GEKOZEN FRAGMENT -
Knoflook

Verse knoflook. Uit een potje?

Ooit had ik het plan een punkband te beginnen met de naam knoflook. Het is er nooit van gekomen en dat is maar goed ook, want ik heb niet zo veel talent voor het maken van muziek. Met een snufje Red Hot Chili Peppers en een flinke dosis Fresh Fruit For Rotting Vegetables zou wel een goeie band geworden zijn. Tegenwoordig is er een Nederlands bandje dat Rosemary and Garlic heet. Ze maken geen punk, maar een beetje zweverige folky muziek. Best aardig.

Blijft de vraag: wat is er zo punk aan knoflook? Om te beginnen is het een van de weinige planten die niet pas lafjes in het voorjaar start als alles weer warm, groen en snoezig begint te worden. Nee, een knoflookteentje gaat hardcore in de herfst de grond in, steekt na een paar weken een opstandig groen sprietje omhoog dat de hele winter blijft staan om in het voorjaar uit te groeien tot een flinke plant. Onderaan de plant net onder de grond zit de bekende bol met tenen. Deze kan je in juli oogsten.

Vanaf eind september, begin oktober kan de herfstknoflook dus de grond in. Er is ook voorjaarsknoflook. Die plant je, als het weer het toelaat, in de loop van februari. Je plant de teentjes ongeveer vijf centimeter diep, een centimeter of 10 in de rij, 25 tussen de rijen. Knoflook houdt van lekker losse grond met een beetje extra kali voor de vorming van de bol. Die teentjes, dat kunnen best teentjes zijn van een bolletje uit de supermarkt. Zoek dan wel de dikste tenen uit, anders krijg je hele iele plantjes. Het werkt, maar echt briljant worden de nakomelingen van supermarktteen nooit. Je krijgt dan een soort Greenday knoflook: het lijkt punk, maar het is het net niet. Een stuk beter werken die mooie dikke bollen die je in Frankrijk vindt. Je kan ze ook bestellen bij de betere zaadhandel. Als je daar een rauwe teen van in je mond steekt, dan weet je zeker: Dead Kennedys!

Als je niet zo thuis bent in de punkbands en je wilt toch weten waarom het de moeite waard is je knoflook zelf te verbouwen, dan moet je het gewoon een keer proberen. Van supermarkttomaten met supermarktknoflook maakt je hooguit een middelmatige salade.  Een salade van supermarkttomaten met home grown knoflook zit qua smaak in een geheel andere wereld.

Bovendien heeft supermarktknoflook een tamelijk belabberde reputatie. Het meeste van dat spul komt uit China en zit dus tijden in een muffe container op zee te dobberen voordat het in de schappen ligt. Ook doen er nogal wat verhalen de ronde over buitensporige hoeveelheden kiemremmers en andere gif in Chinese knoflook. Wat daar allemaal van waar en niet waar is weet ik niet, maar als je het zelf verbouwt hoef je je daar ook geen zorgen over te maken.

GEGEVEN MATERIAAL -
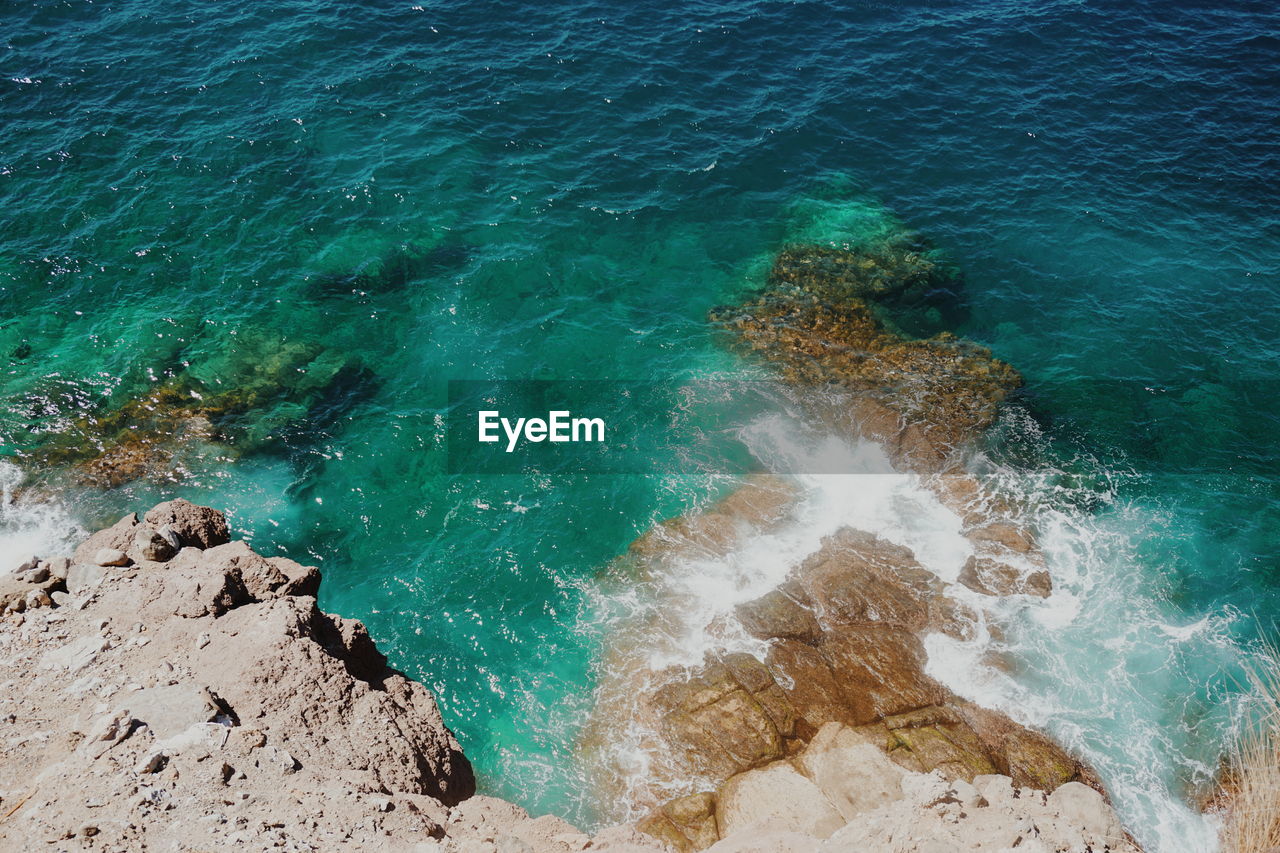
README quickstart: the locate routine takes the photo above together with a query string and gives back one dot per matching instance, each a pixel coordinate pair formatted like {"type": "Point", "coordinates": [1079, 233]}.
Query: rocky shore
{"type": "Point", "coordinates": [169, 688]}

OPDRACHT -
Haal uit de tekst over knoflook het stuk dat opent met de woorden "Blijft de vraag: wat" en sluit met "in juli oogsten.". Neem het woordelijk over.

EINDANTWOORD -
Blijft de vraag: wat is er zo punk aan knoflook? Om te beginnen is het een van de weinige planten die niet pas lafjes in het voorjaar start als alles weer warm, groen en snoezig begint te worden. Nee, een knoflookteentje gaat hardcore in de herfst de grond in, steekt na een paar weken een opstandig groen sprietje omhoog dat de hele winter blijft staan om in het voorjaar uit te groeien tot een flinke plant. Onderaan de plant net onder de grond zit de bekende bol met tenen. Deze kan je in juli oogsten.